■ SELECTED EXTRACT

▬▬▬▬▬▬

Fire Ants
Fire ants live in many of the warmer parts of the world and in the majority of countries and in the majority of languages, from Thai to French and English, the word ‘fire’ is part of its name. This is because the sensation of pain after having been stung, not bitten, by one of these ants is like the pain suffered from a burn.
Most ants that produce pain in humans bite first and then spray acid into the cut, but fire ants bite in order to get a hold and then sting with the body. The substance that they inject is an alkaloid venom which is agonizing to humans.
It is also an insecticide and some observers think that the nurse-worker fire ants spray this toxin over the eggs to prevent infection. Fire ants are easily distinguished by their red to copper-brown heads and dark to black bodies. They are between two and six millimeters in length and their mandibles or jaws look like jagged garden secateurs.
Fire ants build nests in the ground and often build up big mounds of earth, although sometimes this is concealed by a fallen tree of a pile of vegetation. The nests can be five feet deep and the mounds over a foot above ground. They prefer moist to damp ground, so the colonies can often be found on the banks of a river, on the edge of a pond or on a well-watered lawn. The nests are founded by one or more queens and can very rapidly mature to thousands of ants.
If you have fire ants in your house or garden, you will almost certainly want to get rid of them. This is not so hard, but if you do not annihilate every colony, then one of two surviving queens can produce a new nest of thousands of ants in about a month. There are plenty of poisons to kill ants on the market, and if you want to try an almost guaranteed chemical ant killer, pick one of those.

▬▬▬▬▬▬

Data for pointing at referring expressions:
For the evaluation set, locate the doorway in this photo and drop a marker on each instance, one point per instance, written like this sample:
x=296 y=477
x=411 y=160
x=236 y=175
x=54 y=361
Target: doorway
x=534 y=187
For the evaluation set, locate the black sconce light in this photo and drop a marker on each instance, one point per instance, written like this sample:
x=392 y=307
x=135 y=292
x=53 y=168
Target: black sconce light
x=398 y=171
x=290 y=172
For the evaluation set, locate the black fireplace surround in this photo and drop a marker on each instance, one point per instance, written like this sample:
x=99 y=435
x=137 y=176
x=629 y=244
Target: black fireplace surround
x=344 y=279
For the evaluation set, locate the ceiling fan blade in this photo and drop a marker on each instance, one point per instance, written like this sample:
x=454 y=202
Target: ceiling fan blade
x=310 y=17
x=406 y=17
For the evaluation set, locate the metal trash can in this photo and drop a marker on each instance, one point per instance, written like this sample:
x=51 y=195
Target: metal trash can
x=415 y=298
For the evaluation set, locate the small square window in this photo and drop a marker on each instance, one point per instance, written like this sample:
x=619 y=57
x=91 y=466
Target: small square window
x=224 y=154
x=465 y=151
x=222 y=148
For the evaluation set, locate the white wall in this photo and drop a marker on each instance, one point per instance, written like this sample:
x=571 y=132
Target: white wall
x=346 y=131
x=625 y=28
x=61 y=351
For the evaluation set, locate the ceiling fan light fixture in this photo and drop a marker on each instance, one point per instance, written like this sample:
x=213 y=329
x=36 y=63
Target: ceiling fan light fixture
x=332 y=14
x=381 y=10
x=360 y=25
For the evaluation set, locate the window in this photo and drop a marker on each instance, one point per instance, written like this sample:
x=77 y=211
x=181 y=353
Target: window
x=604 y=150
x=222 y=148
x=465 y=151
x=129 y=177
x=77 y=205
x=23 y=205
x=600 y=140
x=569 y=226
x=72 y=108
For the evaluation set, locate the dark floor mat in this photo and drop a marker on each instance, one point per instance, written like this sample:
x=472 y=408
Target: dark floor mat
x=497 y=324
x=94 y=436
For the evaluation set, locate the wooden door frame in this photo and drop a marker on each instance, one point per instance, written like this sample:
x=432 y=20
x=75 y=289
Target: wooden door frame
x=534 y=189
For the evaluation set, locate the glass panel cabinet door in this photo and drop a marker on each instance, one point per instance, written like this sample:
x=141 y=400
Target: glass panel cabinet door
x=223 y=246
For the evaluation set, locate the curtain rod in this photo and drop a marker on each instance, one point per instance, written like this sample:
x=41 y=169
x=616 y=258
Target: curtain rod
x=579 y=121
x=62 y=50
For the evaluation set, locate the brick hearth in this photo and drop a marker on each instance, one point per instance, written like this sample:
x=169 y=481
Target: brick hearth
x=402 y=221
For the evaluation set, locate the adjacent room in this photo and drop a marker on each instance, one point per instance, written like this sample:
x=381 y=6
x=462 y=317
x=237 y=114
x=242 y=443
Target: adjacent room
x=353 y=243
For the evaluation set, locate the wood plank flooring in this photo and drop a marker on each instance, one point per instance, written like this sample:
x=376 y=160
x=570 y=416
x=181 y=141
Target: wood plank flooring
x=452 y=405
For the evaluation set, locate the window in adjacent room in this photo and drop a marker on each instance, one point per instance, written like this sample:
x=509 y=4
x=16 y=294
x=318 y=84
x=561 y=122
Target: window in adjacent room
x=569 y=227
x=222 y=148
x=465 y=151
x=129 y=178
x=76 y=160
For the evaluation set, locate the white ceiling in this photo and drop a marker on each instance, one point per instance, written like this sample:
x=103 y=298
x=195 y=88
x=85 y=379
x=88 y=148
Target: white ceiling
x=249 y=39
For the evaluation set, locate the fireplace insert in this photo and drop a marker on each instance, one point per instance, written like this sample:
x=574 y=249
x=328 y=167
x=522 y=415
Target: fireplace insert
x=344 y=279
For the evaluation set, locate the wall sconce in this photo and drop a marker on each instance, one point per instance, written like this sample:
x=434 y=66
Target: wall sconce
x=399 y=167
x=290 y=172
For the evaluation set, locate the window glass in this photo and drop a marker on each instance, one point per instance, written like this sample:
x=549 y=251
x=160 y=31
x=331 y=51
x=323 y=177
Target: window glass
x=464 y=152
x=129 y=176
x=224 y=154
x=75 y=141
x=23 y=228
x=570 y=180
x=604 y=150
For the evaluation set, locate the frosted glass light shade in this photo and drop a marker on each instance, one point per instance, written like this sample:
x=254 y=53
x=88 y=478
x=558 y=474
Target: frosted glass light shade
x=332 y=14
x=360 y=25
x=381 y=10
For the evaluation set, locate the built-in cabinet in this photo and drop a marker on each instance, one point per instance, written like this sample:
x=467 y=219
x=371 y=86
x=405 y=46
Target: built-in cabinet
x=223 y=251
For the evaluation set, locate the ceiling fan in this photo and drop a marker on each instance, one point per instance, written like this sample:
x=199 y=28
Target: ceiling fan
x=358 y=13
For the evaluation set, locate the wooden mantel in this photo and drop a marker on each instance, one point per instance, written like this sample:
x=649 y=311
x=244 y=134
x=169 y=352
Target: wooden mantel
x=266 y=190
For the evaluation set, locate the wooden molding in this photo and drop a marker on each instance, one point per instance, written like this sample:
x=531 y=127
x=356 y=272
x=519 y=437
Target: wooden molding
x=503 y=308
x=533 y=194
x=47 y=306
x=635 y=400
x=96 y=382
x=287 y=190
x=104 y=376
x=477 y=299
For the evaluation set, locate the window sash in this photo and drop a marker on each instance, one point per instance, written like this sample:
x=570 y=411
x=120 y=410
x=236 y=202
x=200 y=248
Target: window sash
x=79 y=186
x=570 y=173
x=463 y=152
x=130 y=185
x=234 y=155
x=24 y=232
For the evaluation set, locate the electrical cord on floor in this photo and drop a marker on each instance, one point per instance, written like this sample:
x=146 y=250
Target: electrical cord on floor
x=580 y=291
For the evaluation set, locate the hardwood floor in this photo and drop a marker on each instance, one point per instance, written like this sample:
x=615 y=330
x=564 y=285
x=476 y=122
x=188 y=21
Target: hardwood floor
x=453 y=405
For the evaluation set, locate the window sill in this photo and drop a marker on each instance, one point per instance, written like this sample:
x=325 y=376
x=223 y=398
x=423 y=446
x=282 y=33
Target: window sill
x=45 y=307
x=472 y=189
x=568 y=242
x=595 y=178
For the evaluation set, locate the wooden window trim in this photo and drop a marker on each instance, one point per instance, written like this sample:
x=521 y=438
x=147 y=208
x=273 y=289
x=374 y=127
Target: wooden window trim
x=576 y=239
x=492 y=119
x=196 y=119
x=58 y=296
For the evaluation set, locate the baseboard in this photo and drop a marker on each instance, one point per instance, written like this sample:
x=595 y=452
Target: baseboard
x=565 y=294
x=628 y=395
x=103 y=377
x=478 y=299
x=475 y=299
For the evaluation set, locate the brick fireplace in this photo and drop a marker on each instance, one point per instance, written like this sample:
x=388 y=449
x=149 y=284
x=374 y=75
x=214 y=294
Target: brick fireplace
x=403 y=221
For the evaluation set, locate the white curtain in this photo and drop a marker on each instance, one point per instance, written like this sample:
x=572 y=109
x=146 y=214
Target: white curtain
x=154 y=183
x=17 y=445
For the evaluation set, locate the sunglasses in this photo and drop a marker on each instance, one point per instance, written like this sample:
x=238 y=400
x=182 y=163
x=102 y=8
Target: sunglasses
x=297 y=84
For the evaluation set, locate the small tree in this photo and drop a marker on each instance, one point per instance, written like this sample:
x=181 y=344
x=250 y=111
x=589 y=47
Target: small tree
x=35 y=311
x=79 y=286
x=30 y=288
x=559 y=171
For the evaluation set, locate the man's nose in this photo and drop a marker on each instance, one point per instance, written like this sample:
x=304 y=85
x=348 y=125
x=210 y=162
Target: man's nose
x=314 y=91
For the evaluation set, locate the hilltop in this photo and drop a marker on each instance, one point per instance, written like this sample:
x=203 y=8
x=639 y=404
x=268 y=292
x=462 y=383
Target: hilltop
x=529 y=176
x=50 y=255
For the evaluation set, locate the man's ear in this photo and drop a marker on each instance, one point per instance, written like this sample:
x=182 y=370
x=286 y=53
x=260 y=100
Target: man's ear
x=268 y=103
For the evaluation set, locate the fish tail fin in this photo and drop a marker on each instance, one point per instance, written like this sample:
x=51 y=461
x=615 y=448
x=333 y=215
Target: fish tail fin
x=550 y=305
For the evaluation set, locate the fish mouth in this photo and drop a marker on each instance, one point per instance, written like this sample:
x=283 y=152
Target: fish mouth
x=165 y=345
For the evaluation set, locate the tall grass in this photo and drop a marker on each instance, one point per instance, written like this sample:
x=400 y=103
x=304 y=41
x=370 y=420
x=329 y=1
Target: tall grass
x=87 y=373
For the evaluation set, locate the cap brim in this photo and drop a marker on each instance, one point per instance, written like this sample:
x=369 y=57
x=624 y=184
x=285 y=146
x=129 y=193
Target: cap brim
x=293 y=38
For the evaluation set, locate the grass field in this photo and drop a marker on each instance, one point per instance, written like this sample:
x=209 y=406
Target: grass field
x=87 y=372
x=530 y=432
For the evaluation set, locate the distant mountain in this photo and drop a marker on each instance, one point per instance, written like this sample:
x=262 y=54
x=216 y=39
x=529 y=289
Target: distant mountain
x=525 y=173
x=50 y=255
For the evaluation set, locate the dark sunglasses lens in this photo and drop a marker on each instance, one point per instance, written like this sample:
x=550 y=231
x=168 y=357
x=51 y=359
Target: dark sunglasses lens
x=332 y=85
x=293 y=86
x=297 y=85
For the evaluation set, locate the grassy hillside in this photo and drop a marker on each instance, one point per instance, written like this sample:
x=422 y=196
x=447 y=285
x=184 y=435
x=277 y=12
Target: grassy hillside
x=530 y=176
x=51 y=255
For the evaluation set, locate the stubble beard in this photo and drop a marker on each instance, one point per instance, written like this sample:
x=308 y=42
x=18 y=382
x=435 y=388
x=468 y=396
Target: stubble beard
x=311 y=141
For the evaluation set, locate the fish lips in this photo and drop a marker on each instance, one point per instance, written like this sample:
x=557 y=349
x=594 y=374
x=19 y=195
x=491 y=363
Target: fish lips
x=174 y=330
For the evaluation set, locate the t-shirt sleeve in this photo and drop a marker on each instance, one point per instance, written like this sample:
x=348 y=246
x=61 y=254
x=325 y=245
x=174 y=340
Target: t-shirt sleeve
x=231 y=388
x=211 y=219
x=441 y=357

▬▬▬▬▬▬

■ YOUR TASKS
#1 Answer these questions from the passage on fire ants:
(a) What substance do fire ants inject when they sting?
(b) How long are fire ants?
(c) How deep can fire ant nests be?
#2 Decide whether each statement agrees with the passage on fire ants:
(a) Fire ants bite and then spray acid into the cut.
(b) Fire ant colonies prefer dry ground.
(c) Fire ant nests are founded by one or more queens.
#3 Pick up the passage on fire ants after its last sentence and continue it.
The entries have nothing to do with what is asked here.

■ RESPONSES
#1
(a) An alkaloid venom.
(b) Between two and six millimeters.
(c) Five feet.

#2
(a) No: "fire ants bite in order to get a hold and then sting with the body."
(b) No: "They prefer moist to damp ground."
(c) Yes: "The nests are founded by one or more queens."

#3
Otherwise you may want to try one of the following home treatments.
Nematodes are very small insects that live in damp soil. They eat other insects including ants. You can purchase nematodes in a garden center or on line. Combine them with rain, not tap water, because chlorine will kill them, then pour this water into the nest. The nematodes will have wiped out the ants within about two weeks. This is a wholly green way of killing fire ants.
Some people rely on club soda. Pour a bottle of club soda into the colony, the gas that the soda produces is said to kill the queen and the reproductive ants.
Soapy water is also supposed to kill ants. Use the same bowl of soapy washing up water and tip it into the colony, the soap is believed to kill them outright.
Boric acid is repellent to ants, so you can sprinkle it around the foundation of your house and around the nest.